- _Text to read_
Vassar Mobilizes for the Refugee Effort
Every morning as the sun rises over the tiny Greek island of Lesbos, small boats begin arriving from Turkey, carrying refugees fleeing from Syria and other war-torn regions of the Middle East. For several days during Vassar’s winter break, sociology professor Diane Harriford was on the beach, welcoming hundreds of them with a smile and handing them dry shoes and socks.
Harriford first encountered Syrian refugees in Lesbos last spring when she traveled there for a yoga retreat. She returned in December, bringing clothing collected by the Athletics Department and by students from the Vassar Christian Fellowship, and she signed on as a volunteer for a Norwegian nongovernmental organization called A Drop in the Ocean.
She set up her welcome station on the beach at 6 am and stayed until early afternoon. “About 500 refugees came every day, and it was my job to greet them, give them clothing, and take the young mothers into a tent where they could change their babies’ diapers,” Harriford says.

- _Data provided_
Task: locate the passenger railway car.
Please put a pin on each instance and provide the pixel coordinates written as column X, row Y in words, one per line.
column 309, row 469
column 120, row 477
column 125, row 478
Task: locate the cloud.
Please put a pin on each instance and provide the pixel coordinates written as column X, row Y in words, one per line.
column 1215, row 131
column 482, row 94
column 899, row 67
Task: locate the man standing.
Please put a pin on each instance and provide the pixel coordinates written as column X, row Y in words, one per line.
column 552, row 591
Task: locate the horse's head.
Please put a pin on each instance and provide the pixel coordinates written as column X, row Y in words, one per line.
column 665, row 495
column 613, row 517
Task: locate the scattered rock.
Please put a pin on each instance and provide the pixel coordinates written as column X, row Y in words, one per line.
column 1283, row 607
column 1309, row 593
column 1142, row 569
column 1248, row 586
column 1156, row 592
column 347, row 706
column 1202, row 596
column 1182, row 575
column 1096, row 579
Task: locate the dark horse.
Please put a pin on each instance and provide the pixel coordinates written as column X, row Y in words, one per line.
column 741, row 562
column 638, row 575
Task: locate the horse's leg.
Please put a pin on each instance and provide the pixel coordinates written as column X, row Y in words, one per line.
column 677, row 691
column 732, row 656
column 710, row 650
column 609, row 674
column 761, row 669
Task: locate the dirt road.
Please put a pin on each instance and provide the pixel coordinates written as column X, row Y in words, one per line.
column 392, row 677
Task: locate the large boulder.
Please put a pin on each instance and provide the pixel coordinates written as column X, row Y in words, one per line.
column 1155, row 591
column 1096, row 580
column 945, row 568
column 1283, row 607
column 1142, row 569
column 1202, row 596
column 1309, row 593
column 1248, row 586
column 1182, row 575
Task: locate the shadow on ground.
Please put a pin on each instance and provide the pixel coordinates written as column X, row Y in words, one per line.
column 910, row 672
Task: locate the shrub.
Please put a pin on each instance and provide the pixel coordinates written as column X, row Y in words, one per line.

- _Task statement_
From the Vassar refugee article:
1. On which Greek island did Harriford welcome refugees arriving by boat?
2. What is the name of the organization she volunteered for?
3. At what time did she set up her welcome station on the beach?
Rely only on the Vassar refugee article here.

- _Task solution_
1. Lesbos
2. A Drop in the Ocean
3. 6 am